Collection entries:
++++++++++
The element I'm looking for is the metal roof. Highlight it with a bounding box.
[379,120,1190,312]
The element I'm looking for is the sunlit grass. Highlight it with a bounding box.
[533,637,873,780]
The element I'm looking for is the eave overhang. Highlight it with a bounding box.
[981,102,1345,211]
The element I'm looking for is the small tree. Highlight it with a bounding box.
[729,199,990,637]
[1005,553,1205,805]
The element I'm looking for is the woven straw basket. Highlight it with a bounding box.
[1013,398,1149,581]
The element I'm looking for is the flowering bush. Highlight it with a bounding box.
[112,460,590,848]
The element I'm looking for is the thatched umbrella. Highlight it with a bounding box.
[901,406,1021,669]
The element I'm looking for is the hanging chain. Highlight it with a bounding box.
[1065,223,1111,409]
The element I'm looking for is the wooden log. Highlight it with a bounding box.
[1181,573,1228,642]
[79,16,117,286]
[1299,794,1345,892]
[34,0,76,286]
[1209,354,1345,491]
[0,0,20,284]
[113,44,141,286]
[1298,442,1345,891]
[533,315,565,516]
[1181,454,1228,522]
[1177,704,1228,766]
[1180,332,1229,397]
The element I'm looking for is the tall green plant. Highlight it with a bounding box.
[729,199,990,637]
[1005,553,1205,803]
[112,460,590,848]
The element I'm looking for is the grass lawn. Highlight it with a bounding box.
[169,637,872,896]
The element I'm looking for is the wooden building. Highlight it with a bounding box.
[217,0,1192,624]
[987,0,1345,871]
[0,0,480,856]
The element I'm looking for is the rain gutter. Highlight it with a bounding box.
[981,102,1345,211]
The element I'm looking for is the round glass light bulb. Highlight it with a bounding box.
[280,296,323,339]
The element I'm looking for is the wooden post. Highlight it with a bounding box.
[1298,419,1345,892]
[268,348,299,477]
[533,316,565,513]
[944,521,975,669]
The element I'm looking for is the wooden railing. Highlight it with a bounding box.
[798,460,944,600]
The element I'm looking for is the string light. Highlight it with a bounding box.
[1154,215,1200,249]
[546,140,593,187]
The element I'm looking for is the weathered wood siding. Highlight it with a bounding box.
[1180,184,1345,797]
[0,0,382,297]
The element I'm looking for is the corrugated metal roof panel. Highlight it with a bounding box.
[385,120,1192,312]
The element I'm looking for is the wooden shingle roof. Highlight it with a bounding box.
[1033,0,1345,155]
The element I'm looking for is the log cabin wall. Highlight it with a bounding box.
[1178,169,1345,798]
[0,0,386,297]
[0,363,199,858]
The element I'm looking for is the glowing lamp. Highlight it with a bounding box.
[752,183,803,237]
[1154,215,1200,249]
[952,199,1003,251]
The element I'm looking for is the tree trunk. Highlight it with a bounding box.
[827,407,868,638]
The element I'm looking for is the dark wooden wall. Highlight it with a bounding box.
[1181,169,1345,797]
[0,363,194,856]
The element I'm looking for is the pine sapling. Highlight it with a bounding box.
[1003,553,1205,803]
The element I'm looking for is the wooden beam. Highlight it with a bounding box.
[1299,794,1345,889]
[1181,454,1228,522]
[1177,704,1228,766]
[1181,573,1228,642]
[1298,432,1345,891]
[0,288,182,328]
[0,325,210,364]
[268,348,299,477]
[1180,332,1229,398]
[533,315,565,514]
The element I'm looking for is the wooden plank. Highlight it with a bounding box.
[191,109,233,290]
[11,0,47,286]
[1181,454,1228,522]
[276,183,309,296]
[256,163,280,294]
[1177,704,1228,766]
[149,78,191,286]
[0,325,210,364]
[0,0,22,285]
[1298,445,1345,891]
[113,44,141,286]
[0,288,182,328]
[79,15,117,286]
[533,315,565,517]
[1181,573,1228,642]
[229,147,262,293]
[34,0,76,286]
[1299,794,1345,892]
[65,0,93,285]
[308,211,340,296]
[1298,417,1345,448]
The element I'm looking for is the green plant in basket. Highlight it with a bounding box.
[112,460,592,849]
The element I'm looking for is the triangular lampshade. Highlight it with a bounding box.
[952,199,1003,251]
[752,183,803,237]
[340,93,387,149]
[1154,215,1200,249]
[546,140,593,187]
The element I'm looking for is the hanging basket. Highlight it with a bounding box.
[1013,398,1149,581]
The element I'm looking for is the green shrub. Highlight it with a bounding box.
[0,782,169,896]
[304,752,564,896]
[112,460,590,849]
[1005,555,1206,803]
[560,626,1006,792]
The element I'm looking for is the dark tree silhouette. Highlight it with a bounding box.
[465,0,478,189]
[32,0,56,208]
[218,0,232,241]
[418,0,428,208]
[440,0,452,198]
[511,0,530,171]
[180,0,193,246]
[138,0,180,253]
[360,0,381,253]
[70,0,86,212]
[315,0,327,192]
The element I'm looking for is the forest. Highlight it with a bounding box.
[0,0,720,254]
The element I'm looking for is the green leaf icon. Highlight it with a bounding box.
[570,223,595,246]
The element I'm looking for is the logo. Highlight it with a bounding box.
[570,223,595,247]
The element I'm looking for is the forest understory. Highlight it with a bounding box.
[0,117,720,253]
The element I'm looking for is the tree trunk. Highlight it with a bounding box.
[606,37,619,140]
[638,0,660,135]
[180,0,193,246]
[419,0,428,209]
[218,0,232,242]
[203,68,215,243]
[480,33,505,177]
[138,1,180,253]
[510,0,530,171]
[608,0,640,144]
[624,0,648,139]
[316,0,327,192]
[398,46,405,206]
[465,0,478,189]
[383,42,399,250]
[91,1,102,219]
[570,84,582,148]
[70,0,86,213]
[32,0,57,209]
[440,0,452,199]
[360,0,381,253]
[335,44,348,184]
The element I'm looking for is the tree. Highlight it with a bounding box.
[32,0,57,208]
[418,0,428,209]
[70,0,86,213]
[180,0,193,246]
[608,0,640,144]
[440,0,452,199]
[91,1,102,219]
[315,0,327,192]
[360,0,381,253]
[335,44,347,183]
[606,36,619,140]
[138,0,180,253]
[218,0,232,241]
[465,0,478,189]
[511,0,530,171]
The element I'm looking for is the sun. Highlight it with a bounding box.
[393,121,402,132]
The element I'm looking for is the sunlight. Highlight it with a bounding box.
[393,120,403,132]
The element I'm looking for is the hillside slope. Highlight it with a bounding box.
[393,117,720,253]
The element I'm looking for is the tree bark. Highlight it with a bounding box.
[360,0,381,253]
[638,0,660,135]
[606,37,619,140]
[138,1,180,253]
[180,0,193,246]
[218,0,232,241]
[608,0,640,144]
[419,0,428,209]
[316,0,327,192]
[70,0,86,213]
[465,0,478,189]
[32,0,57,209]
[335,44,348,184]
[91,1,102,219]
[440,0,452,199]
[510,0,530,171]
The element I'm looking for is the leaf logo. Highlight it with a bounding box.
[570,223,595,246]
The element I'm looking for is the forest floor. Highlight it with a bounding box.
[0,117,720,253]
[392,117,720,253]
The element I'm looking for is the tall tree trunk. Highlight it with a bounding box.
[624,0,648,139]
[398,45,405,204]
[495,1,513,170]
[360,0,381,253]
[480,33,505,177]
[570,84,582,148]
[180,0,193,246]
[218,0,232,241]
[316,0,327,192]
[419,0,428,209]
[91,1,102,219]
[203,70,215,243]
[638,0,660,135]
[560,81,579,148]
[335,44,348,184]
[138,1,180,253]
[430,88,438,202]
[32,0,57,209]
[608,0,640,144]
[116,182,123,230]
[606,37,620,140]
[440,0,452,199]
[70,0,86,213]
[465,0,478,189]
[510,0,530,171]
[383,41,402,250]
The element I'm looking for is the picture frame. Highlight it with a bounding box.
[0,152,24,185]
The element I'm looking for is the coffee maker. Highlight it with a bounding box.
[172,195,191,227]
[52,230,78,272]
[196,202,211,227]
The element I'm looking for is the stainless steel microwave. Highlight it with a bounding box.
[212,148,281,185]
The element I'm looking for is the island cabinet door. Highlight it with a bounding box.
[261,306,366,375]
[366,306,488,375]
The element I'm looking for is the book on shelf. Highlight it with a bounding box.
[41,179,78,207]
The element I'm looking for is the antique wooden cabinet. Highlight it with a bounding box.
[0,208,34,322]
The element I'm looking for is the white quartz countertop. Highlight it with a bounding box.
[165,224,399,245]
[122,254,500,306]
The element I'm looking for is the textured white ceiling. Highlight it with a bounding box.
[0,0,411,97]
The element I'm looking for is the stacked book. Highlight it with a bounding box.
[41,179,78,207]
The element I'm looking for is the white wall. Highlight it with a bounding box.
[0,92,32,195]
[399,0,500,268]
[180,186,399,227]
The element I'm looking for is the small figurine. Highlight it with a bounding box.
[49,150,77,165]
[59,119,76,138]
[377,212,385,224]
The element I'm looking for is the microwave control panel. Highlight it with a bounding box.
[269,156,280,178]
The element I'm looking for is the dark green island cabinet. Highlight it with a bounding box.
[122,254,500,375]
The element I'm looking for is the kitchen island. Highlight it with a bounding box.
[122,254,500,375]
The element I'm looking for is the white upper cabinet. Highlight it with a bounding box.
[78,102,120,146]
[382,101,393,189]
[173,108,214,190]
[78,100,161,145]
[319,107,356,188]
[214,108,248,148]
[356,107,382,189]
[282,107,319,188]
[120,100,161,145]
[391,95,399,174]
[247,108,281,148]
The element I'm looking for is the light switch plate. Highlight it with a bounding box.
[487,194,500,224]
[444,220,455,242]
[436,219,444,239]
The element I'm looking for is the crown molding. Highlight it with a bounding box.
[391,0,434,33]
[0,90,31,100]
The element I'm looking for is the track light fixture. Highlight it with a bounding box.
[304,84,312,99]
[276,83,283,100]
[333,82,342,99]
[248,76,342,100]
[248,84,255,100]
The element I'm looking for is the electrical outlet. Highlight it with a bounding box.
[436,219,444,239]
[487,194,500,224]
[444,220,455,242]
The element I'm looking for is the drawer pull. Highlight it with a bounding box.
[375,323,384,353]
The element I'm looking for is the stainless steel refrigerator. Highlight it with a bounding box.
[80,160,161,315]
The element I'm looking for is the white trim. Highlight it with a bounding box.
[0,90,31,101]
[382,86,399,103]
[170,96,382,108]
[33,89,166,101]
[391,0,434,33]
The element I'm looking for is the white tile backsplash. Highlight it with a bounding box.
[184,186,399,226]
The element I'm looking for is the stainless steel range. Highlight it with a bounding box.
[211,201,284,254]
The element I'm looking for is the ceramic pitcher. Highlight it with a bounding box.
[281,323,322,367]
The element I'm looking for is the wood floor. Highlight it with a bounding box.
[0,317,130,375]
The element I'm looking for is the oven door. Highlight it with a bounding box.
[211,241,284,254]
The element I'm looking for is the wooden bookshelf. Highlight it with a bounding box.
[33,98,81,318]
++++++++++
Direction: Return precisely the lines of the records, starting with the line that holds "The element I'm looking for is the crown" and ending with the last one.

Answer to the problem:
The element I'm looking for is the crown molding. Highlight it with a bounding box.
[391,0,434,33]
[0,90,31,100]
The element I'm looking for is the track light fixture. Highlight it with a bounding box.
[304,84,312,99]
[276,83,283,100]
[333,82,342,99]
[248,76,342,100]
[248,84,255,100]
The element I'm looking for is the electrical outlet. Highlight it with a bounding box.
[436,219,444,239]
[487,194,500,224]
[444,220,455,242]
The element I'm looking for is the drawer pull. Highlight it with a bounding box.
[375,323,384,353]
The element I'm looking for is the stainless steel refrigerator. Highlight it with a bounding box.
[80,160,161,315]
The element I'm looking for is the white trim. Highlight it with a bounding box.
[0,90,31,101]
[382,86,399,103]
[170,96,382,108]
[33,89,166,101]
[391,0,434,33]
The element I'm looking for is the white tile backsplash. Highlight it with a bounding box.
[184,186,399,226]
The element I'm looking for is the stainless steel range. Highlight it with a bounding box.
[211,201,284,254]
The element I'm looking for is the ceramic pitcher. Highlight it with a bounding box.
[281,323,322,367]
The element I'm looking for is the wood floor. Highlight it with a bounding box.
[0,317,130,375]
The element I'm looking for is the oven door. Highlight it with a bounding box.
[211,241,284,254]
The element I'm looking for is the wooden bookshelf. Highlight it with a bounding box.
[33,98,81,318]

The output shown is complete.